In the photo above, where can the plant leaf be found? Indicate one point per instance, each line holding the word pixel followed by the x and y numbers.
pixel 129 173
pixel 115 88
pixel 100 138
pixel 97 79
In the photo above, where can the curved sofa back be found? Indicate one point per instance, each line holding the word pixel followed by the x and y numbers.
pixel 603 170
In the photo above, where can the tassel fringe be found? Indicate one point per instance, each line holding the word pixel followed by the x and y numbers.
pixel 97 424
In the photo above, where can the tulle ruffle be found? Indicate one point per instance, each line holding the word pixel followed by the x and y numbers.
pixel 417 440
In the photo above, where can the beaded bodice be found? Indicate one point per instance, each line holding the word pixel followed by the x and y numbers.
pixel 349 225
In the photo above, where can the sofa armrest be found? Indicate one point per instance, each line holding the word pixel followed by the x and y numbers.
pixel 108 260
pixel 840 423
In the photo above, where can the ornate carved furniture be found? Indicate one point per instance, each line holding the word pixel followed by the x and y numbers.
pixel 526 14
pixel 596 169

■ **Exercise task**:
Give all of the material above as a JSON list of strings, with each line as its own string and blank lines left out.

■ **The reply**:
[
  "In the photo above, where can the plant leaf be found? Indicate one point per instance, each line holding the word pixel followed by the x and y numbers.",
  "pixel 129 173",
  "pixel 115 88",
  "pixel 100 138",
  "pixel 97 79",
  "In the photo above, where can the curved sofa back be found? Indicate one point per instance, each line holding the word pixel followed by the x and y numbers.",
  "pixel 603 170",
  "In the photo above, where can the tassel fringe be found? Indicate one point per instance, each line holding the word pixel followed by the x and y numbers.",
  "pixel 97 424",
  "In the photo above, where can the tulle ruffle be found? Indicate one point per instance, each line holding the word pixel followed by the x and y numbers.",
  "pixel 417 440",
  "In the photo above, where can the beaded bodice be found? Indicate one point per instance, each line holding the word pixel followed by the x and y numbers.",
  "pixel 349 225",
  "In the photo above, where can the sofa armrest be found? Indicate one point per instance, each line holding the word pixel followed by the x and y numbers.",
  "pixel 108 260",
  "pixel 840 423",
  "In the photo above, where can the ornate carved furniture be found? Indicate one point per instance, each line holding the word pixel followed by the x and y numbers.",
  "pixel 526 14",
  "pixel 596 169"
]